## ABOUT THIS TASK
Where a line of the entries below includes the string "glowing", count it. Give only the resulting number.
[[ DATASET EXTRACT, beginning ]]
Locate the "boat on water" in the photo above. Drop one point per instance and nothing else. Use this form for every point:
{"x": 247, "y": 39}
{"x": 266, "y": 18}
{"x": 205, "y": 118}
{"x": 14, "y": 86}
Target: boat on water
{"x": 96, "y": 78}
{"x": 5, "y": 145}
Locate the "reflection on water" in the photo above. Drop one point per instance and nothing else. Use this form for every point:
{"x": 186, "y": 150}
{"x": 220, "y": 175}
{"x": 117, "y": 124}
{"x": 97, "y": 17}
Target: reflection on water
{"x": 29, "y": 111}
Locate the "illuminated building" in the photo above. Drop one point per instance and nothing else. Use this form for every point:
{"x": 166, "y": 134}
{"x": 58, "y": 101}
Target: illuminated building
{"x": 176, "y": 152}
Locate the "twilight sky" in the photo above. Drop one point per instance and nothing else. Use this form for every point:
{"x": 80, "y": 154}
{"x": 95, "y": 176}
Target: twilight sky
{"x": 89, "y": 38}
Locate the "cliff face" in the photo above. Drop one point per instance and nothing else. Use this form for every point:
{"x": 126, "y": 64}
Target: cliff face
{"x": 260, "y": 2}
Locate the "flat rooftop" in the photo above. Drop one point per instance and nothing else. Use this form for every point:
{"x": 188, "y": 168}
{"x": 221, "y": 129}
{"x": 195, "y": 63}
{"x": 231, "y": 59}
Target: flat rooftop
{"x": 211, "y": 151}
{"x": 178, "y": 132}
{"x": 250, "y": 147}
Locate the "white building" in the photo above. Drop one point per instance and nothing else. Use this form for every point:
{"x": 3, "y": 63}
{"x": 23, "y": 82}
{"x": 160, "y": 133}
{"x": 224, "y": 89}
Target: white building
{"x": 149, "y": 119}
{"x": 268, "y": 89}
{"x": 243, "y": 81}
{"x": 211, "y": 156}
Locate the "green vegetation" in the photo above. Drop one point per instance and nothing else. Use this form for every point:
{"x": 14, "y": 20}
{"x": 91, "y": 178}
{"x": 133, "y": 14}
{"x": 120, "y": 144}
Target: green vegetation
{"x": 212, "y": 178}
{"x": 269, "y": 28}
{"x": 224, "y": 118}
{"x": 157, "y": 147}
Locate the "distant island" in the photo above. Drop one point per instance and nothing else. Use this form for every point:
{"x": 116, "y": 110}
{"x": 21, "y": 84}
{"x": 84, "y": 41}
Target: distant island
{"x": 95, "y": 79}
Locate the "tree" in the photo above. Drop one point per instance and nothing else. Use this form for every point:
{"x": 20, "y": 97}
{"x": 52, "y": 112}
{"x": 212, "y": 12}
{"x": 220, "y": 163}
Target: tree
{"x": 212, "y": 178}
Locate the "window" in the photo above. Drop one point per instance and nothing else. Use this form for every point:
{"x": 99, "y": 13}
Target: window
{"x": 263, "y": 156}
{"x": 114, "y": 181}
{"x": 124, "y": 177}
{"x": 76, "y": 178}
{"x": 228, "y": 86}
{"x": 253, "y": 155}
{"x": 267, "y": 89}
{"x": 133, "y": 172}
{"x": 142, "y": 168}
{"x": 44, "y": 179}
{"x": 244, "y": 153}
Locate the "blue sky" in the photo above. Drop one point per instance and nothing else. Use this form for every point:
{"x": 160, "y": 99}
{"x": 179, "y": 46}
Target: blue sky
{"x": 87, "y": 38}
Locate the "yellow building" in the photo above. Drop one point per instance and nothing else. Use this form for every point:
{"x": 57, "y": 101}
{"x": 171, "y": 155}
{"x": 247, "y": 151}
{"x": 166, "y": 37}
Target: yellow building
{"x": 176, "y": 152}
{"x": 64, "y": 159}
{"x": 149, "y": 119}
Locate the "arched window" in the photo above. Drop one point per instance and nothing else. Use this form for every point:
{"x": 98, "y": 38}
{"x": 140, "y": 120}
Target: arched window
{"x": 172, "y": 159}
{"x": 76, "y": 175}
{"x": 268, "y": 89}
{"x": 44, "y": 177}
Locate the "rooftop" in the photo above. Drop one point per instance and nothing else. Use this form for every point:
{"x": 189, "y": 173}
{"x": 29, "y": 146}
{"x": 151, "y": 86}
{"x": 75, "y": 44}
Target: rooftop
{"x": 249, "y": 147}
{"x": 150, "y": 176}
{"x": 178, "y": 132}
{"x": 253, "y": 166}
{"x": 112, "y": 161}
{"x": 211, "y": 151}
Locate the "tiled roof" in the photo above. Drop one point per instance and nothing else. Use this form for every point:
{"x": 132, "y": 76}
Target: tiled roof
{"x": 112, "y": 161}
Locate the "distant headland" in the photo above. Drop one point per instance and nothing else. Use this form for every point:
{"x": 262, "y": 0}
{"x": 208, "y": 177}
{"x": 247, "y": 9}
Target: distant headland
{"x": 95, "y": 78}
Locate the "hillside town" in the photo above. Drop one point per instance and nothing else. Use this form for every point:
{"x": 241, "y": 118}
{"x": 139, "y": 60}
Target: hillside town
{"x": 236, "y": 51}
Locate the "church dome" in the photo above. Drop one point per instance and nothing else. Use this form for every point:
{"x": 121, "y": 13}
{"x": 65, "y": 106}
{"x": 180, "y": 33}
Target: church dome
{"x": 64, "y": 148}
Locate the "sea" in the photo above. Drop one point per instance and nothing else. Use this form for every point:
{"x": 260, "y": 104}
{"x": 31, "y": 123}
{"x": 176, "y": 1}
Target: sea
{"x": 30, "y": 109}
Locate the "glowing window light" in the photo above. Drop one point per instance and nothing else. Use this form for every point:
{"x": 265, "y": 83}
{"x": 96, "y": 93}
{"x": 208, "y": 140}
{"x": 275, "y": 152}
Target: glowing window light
[[ DATASET EXTRACT, end ]]
## PROBLEM SOLUTION
2